### Selected excerpt

BDS and Third World Internationalism

In 2005, indigenous Palestinians issued the most authoritative call for international solidarity to come out of Palestine in decades. A broad coalition of unions, popular organizations, and civil society institutions representing Palestinians within the 1967 occupied territories, Palestinian citizens inside Israel, and refugees in exile called on people of conscience throughout the world to implement comprehensive boycotts, divestment, and sanctions (BDS) against the Israeli settler colonial and apartheid system. Taking stock of what has become a global solidarity movement, this essay asks: what are the histories, genealogies, and anti-colonial traditions that underlie the indigenous Palestinian call for BDS?

######
### Entries shown

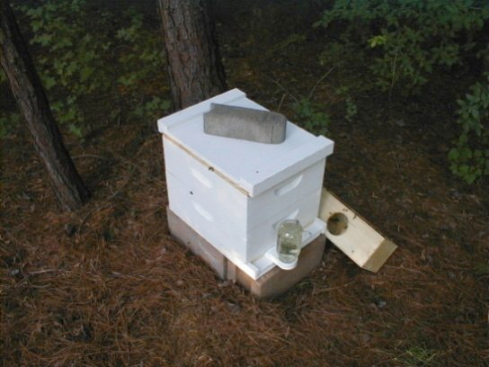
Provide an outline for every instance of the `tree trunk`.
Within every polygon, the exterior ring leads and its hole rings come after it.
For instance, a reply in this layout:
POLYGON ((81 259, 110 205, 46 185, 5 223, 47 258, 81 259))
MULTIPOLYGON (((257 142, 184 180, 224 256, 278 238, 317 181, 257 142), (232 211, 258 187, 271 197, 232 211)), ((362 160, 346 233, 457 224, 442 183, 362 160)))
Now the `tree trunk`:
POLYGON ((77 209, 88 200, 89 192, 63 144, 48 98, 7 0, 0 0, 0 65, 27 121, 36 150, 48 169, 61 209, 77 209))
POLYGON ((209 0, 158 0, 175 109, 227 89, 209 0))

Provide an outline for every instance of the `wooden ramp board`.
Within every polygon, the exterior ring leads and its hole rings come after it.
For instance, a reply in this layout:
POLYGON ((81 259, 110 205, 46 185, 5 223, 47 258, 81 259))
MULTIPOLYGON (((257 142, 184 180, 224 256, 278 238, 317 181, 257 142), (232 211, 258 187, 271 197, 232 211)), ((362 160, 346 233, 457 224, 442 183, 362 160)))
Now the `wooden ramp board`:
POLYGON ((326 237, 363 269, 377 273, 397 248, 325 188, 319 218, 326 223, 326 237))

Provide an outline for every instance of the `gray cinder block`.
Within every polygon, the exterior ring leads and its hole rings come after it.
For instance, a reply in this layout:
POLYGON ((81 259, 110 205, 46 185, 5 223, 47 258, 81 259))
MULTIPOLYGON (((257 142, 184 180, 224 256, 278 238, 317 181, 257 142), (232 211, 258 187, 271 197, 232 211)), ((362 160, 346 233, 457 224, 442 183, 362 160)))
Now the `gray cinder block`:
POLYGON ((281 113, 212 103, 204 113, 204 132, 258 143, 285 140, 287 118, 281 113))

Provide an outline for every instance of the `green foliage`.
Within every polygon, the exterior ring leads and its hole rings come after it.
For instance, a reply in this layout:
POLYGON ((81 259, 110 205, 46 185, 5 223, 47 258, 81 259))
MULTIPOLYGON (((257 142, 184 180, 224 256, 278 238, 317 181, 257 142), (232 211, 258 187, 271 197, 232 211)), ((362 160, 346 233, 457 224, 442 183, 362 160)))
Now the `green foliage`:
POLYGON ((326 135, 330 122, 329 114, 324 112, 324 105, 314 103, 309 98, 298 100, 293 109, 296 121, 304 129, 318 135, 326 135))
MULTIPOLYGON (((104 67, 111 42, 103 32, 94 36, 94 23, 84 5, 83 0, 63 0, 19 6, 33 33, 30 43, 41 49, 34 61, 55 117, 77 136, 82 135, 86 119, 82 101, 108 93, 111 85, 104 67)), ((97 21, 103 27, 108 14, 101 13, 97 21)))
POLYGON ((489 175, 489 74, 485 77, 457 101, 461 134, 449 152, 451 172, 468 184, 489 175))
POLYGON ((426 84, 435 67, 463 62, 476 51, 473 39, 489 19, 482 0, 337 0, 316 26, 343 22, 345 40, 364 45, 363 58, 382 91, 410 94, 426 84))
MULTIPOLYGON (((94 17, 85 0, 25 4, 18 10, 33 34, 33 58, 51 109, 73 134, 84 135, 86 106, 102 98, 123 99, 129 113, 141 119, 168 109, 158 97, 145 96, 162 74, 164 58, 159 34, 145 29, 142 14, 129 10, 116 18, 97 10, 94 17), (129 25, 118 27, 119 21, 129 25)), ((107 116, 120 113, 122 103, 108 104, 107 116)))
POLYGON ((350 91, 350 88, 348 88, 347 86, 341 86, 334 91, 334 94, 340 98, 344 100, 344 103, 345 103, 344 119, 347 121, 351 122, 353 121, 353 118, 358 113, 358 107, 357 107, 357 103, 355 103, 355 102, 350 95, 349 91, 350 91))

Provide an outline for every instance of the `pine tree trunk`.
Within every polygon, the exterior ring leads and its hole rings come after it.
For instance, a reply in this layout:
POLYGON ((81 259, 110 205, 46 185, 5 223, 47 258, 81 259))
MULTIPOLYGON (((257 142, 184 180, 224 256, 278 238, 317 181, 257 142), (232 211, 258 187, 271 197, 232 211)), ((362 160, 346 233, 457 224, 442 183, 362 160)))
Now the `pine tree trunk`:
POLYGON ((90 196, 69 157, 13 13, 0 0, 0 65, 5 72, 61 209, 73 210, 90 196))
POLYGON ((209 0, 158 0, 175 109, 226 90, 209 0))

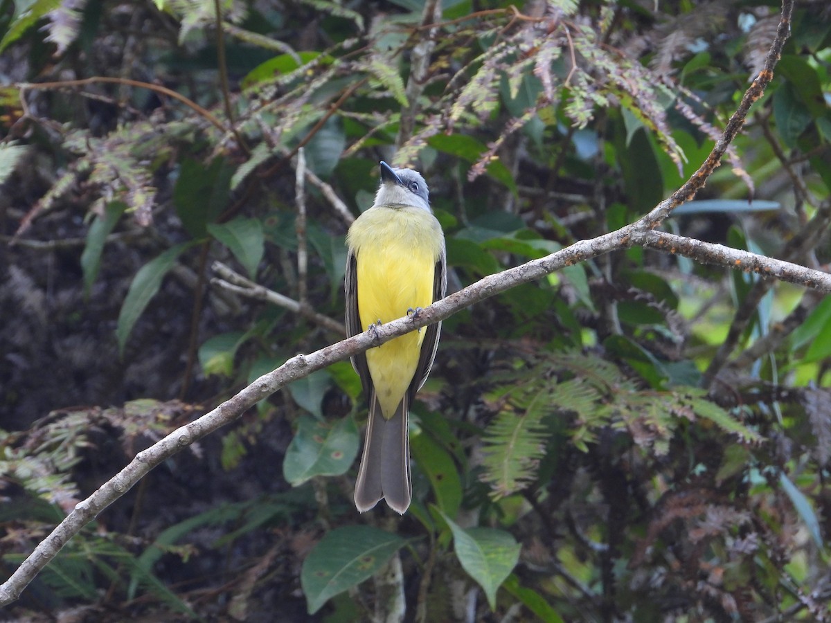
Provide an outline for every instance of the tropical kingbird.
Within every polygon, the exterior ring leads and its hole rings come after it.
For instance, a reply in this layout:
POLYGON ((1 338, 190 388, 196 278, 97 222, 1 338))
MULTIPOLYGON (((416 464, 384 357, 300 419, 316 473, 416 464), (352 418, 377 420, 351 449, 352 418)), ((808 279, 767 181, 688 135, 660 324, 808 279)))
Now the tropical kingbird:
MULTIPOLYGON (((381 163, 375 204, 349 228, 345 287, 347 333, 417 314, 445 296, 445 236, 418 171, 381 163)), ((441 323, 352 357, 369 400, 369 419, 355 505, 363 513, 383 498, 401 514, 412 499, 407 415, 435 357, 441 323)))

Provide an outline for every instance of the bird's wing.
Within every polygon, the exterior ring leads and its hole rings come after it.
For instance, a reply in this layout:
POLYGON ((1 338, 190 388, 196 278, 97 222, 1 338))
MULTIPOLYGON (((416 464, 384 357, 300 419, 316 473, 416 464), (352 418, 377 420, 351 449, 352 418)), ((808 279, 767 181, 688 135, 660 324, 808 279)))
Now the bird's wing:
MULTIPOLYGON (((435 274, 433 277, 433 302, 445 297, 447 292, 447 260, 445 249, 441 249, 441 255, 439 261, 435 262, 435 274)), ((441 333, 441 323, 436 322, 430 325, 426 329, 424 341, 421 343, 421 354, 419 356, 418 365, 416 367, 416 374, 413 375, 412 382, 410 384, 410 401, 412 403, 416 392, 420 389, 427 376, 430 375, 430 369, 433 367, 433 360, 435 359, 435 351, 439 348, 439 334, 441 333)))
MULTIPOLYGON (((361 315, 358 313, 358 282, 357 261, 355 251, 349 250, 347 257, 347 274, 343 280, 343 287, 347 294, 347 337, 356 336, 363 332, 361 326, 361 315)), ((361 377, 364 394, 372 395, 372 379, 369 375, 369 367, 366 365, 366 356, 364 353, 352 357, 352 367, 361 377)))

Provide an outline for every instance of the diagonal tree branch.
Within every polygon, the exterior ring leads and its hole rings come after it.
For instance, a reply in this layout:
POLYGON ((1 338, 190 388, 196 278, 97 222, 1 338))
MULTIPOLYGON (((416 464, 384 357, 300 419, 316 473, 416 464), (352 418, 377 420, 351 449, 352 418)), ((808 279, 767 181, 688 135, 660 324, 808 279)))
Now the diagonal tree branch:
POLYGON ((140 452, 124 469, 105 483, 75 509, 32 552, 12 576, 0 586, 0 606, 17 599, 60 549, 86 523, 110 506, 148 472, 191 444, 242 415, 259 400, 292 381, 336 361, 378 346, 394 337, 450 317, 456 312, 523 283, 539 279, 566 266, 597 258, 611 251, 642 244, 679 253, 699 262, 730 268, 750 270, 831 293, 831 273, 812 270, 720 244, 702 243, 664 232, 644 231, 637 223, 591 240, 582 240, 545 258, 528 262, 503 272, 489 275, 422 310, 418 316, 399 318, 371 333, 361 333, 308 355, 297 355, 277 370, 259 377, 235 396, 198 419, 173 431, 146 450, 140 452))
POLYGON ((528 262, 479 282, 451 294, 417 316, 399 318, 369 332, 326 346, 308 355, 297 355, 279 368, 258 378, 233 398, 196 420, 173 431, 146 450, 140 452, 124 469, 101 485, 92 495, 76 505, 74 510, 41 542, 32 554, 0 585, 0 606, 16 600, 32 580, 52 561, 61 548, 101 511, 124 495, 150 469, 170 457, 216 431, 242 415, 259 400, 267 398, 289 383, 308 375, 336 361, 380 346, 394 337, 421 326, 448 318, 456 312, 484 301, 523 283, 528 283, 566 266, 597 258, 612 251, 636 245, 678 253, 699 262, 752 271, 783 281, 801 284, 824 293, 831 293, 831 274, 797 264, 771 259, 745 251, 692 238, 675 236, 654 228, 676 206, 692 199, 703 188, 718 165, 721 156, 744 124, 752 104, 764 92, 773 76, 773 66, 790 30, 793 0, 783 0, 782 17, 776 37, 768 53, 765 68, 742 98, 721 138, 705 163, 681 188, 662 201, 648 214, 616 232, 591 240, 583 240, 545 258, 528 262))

######

Write out the passage on BDS and Third World internationalism above word for word, starting at the words "BDS and Third" and stopping after "call for BDS?".

__Answer to the problem__
BDS and Third World Internationalism

In 2005, indigenous Palestinians issued the most authoritative call for international solidarity to come out of Palestine in decades. A broad coalition of unions, popular organizations, and civil society institutions representing Palestinians within the 1967 occupied territories, Palestinian citizens inside Israel, and refugees in exile called on people of conscience throughout the world to implement comprehensive boycotts, divestment, and sanctions (BDS) against the Israeli settler colonial and apartheid system. Taking stock of what has become a global solidarity movement, this essay asks: what are the histories, genealogies, and anti-colonial traditions that underlie the indigenous Palestinian call for BDS?